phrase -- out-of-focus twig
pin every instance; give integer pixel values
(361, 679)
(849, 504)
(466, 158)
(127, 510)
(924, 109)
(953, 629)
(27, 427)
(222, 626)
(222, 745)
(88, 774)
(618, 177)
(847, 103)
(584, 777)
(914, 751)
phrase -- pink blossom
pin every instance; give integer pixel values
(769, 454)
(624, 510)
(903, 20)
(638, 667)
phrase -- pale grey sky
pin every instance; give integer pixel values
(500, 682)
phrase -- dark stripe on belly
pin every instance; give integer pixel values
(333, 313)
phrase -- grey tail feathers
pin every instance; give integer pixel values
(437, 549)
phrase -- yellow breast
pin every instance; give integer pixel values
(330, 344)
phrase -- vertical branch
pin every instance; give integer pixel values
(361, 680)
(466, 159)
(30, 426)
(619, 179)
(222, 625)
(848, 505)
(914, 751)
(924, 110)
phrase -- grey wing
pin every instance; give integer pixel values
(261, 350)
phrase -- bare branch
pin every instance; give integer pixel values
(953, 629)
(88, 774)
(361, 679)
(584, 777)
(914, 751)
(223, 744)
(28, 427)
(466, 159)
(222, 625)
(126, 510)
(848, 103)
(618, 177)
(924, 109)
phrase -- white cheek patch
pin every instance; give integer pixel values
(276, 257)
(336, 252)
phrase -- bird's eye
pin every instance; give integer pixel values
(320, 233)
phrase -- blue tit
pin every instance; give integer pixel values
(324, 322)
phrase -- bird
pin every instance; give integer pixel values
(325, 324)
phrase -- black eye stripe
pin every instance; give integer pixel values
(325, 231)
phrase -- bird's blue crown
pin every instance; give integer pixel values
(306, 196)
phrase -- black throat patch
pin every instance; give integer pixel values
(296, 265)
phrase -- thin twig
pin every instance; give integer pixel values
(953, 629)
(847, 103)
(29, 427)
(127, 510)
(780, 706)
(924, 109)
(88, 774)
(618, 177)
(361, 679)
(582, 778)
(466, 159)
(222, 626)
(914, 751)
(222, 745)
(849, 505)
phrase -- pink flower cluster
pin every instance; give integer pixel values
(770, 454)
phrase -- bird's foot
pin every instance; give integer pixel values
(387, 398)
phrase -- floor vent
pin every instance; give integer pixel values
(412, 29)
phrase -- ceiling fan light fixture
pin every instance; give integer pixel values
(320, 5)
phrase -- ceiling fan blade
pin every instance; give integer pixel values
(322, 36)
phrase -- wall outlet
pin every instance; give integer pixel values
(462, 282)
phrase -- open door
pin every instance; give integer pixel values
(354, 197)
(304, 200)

WRITTEN REQUEST: Set down the entries verbatim, leaving none out.

REPLY:
phrase -- out-of-focus twig
pin every instance; give integer pixel values
(361, 679)
(849, 504)
(466, 158)
(127, 510)
(924, 109)
(953, 629)
(27, 427)
(222, 626)
(222, 745)
(88, 774)
(618, 177)
(847, 103)
(584, 777)
(914, 751)
phrase -- pink blossom
pin every instance; give integer pixel values
(769, 454)
(624, 510)
(903, 20)
(638, 667)
phrase -- pale grey sky
pin every instance; give integer pixel values
(500, 682)
phrase -- dark stripe on belly
pin every instance; give integer pixel values
(333, 313)
phrase -- grey tail feathers
pin every instance; give integer pixel values
(437, 549)
phrase -- yellow breast
pin every instance; give integer pixel values
(330, 344)
phrase -- vertical branch
pin every instance; give integer pixel values
(361, 680)
(466, 159)
(30, 426)
(619, 179)
(222, 625)
(848, 505)
(914, 751)
(924, 110)
phrase -- grey wing
pin every instance; give integer pixel values
(261, 350)
phrase -- bare branch
pin every instance; give integer pixel values
(953, 629)
(88, 774)
(361, 679)
(584, 777)
(914, 751)
(223, 744)
(28, 427)
(466, 159)
(222, 625)
(126, 510)
(848, 103)
(618, 177)
(924, 109)
phrase -- white cheek patch
pin every instance; give integer pixel values
(276, 257)
(336, 252)
phrase -- bird's eye
pin every instance; give integer pixel values
(320, 233)
phrase -- blue tit
pin every instance; give integer pixel values
(324, 322)
phrase -- bird
pin every instance; give integer pixel values
(325, 324)
phrase -- black eye stripe
pin every instance; give integer pixel values
(325, 231)
phrase -- bird's blue crown
pin every instance; give integer pixel values
(306, 196)
phrase -- black throat patch
pin every instance; give integer pixel values
(296, 265)
phrase -- thin twig
pin every instance; give integer pixel values
(953, 629)
(847, 103)
(29, 427)
(127, 510)
(780, 706)
(924, 109)
(88, 774)
(618, 177)
(361, 679)
(582, 778)
(466, 159)
(222, 626)
(914, 751)
(222, 745)
(849, 505)
phrase -- pink flower cluster
pin every instance; give integer pixel values
(770, 454)
phrase -- bird's foot
pin every instance; give integer pixel values
(387, 398)
phrase -- floor vent
pin every instance; give integer pixel values
(412, 29)
phrase -- ceiling fan light fixture
pin every instance; give integer pixel values
(320, 5)
phrase -- ceiling fan blade
pin every instance; give integer pixel values
(322, 36)
phrase -- wall outlet
pin every instance; give integer pixel values
(462, 282)
phrase -- open door
pin every instance; give integer pixel values
(354, 197)
(304, 200)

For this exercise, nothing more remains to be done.